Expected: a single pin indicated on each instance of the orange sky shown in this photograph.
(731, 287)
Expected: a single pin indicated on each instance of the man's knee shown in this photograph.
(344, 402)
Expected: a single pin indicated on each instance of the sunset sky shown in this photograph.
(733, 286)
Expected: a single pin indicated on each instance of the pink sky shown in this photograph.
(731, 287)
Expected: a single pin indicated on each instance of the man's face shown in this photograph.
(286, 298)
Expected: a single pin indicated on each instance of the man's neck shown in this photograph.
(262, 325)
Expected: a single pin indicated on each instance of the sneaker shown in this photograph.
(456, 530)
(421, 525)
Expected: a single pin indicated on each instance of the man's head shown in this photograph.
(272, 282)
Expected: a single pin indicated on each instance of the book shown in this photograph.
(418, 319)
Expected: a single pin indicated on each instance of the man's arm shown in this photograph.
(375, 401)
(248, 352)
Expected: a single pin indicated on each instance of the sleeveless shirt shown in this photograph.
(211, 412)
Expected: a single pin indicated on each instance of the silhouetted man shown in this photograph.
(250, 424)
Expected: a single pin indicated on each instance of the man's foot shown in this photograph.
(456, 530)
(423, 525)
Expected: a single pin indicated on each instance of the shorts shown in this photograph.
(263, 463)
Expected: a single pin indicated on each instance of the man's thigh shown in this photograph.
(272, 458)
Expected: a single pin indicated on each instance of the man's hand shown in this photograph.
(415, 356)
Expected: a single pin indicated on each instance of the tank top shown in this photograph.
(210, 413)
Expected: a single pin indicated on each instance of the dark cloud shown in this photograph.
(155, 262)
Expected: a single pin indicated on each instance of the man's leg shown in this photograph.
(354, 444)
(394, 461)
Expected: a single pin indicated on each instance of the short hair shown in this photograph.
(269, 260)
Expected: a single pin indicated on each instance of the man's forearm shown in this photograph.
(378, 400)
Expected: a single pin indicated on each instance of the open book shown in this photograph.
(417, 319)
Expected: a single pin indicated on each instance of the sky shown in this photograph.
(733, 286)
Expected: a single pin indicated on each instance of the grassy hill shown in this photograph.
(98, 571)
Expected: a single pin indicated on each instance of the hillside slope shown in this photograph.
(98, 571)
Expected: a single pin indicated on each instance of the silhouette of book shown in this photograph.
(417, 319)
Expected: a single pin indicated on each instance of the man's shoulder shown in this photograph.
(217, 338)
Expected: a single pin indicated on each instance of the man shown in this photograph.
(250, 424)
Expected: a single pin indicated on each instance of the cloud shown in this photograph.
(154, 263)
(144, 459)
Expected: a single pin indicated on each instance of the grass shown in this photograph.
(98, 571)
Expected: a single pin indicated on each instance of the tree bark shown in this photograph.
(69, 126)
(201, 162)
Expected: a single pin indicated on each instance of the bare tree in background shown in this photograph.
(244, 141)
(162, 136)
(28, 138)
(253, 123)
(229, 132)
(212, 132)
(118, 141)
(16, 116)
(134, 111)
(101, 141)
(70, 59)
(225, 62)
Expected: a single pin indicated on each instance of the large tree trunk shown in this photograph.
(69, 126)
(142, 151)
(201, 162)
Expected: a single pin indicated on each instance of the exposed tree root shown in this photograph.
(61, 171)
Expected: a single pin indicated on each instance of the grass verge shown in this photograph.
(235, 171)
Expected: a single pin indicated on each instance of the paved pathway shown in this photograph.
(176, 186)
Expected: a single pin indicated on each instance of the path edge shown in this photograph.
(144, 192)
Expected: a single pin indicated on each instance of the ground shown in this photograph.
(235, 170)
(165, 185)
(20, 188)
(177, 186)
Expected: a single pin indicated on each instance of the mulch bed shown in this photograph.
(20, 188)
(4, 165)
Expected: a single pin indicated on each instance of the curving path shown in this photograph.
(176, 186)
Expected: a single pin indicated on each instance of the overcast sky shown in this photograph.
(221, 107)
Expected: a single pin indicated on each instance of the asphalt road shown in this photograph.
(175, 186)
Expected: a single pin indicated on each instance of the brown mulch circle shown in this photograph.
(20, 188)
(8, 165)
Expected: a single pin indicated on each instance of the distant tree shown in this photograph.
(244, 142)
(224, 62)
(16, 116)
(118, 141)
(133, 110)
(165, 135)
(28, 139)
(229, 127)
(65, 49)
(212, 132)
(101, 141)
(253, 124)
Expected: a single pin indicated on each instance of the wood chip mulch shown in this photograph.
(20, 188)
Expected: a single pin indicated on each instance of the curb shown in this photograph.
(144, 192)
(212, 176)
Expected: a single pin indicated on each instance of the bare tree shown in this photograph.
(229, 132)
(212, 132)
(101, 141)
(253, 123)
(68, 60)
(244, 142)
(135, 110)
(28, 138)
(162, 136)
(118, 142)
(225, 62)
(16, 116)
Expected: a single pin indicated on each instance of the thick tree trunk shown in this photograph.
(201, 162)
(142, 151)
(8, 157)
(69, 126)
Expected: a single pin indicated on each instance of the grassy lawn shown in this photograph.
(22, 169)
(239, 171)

☆ ☆ ☆

__WHAT IS EXPECTED__: Generate an exact reproduction of all entries.

__FINISHED ANSWER__:
Expected: a single pin indicated on each instance of the orange sky shown in this photograph.
(731, 287)
Expected: a single pin indicated on each instance of the man's knee shown in this photograph.
(344, 402)
Expected: a single pin indicated on each instance of the sunset sky shown in this photograph.
(733, 286)
Expected: a single pin indicated on each instance of the pink sky shown in this photograph.
(731, 287)
Expected: a single pin indicated on each instance of the man's face shown in this photograph.
(286, 298)
Expected: a single pin indicated on each instance of the man's neck shown in this photograph.
(262, 325)
Expected: a single pin indicated on each instance of the sneaker shown in this photograph.
(456, 530)
(421, 525)
Expected: a single pin indicated on each instance of the man's head shown in this photograph.
(272, 282)
Expected: a single pin indicated on each instance of the book shown in this photograph.
(418, 319)
Expected: a single pin indicated on each instance of the man's arm shown in this photograph.
(375, 401)
(248, 352)
Expected: a single pin indicated on each instance of the sleeveless shirt shown in this photograph.
(211, 412)
Expected: a single pin indicated on each instance of the silhouetted man shown in this photograph.
(250, 424)
Expected: a single pin indicated on each instance of the man's foot shown in this photograph.
(456, 530)
(423, 525)
Expected: a single pin indicated on each instance of the shorts shown in this photograph.
(263, 463)
Expected: a single pin indicated on each instance of the man's thigh shown in this photograph.
(272, 458)
Expected: a single pin indicated on each instance of the man's hand shown in this photograph.
(415, 356)
Expected: a single pin indicated on each instance of the tank top shown in this photograph.
(210, 413)
Expected: a single pin indicated on each instance of the dark cloud shown in this photograph.
(155, 262)
Expected: a single pin indicated on each instance of the man's leg shown in this photograph.
(354, 444)
(394, 461)
Expected: a single pin indicated on each instance of the short hair shown in this photograph.
(269, 260)
Expected: a single pin indicated on each instance of the man's forearm shown in this photograph.
(378, 400)
Expected: a single pin indicated on each instance of the open book shown in this photograph.
(417, 319)
Expected: a single pin indicated on each instance of the sky shown in this photograph.
(733, 286)
Expected: a single pin indicated on each instance of the grassy hill shown in this photograph.
(98, 571)
Expected: a single pin indicated on each instance of the hillside slope shown in this photograph.
(98, 571)
Expected: a single pin indicated on each instance of the silhouette of book shown in this photograph.
(417, 319)
Expected: a single pin indicated on each instance of the man's shoulder shown in this photograph.
(217, 338)
Expected: a single pin indicated on each instance of the man shown in this photograph.
(250, 424)
Expected: a single pin indicated on each instance of the cloud shown in this photograph.
(154, 263)
(144, 459)
Expected: a single pin indicated on each instance of the grass shown in this photograph.
(98, 571)
Expected: a single pin indicated on each instance of the tree bark shown in this photograph.
(69, 126)
(201, 162)
Expected: a single pin indicated on each instance of the bare tree in background shown in this photograph.
(244, 141)
(162, 136)
(28, 138)
(253, 123)
(229, 132)
(212, 132)
(118, 141)
(16, 116)
(134, 111)
(101, 141)
(70, 59)
(225, 62)
Expected: a single pin indicated on each instance of the large tree trunk shown in this photograph.
(69, 126)
(142, 151)
(201, 162)
Expected: a single pin indicated on each instance of the exposed tree root shown in this photograph.
(61, 171)
Expected: a single pin indicated on each instance of the grass verge shown in this photograph.
(235, 171)
Expected: a single pin indicated on each instance of the paved pathway shown in this photograph.
(176, 186)
Expected: a single pin indicated on each instance of the path edge shown in this photograph.
(144, 192)
Expected: a single pin indicated on each instance of the ground shown in this photograph.
(235, 170)
(165, 185)
(20, 188)
(177, 186)
Expected: a single pin indicated on each instance of the mulch bed shown in this photograph.
(20, 188)
(4, 165)
Expected: a single pin indicated on each instance of the curving path shown in this photograph.
(176, 186)
Expected: a single pin indicated on each instance of the overcast sky shown in this photograph.
(221, 107)
Expected: a single pin indicated on each instance of the asphalt road shown in this photograph.
(175, 186)
Expected: a single pin indicated on each instance of the brown mulch circle shown in this photograph.
(20, 188)
(8, 165)
Expected: a single pin indicated on each instance of the distant tree shown in this photograph.
(244, 142)
(224, 62)
(16, 116)
(118, 141)
(133, 110)
(165, 135)
(28, 139)
(229, 127)
(65, 49)
(212, 132)
(101, 141)
(253, 124)
Expected: a single pin indicated on each instance of the wood chip mulch shown in this photograph.
(20, 188)
Expected: a single pin indicated on each instance of the curb shown in this photograph.
(144, 192)
(212, 176)
Expected: a single pin indicated on each instance of the bare tree shown in this photograph.
(229, 132)
(212, 132)
(101, 141)
(253, 123)
(68, 60)
(244, 142)
(135, 110)
(28, 138)
(162, 136)
(118, 142)
(225, 62)
(16, 116)
Expected: a single pin indicated on each instance of the thick tree trunk shown in this photograph.
(201, 162)
(142, 151)
(8, 157)
(69, 126)
Expected: a single pin indicated on each instance of the grassy lawn shown in this photograph.
(22, 169)
(239, 171)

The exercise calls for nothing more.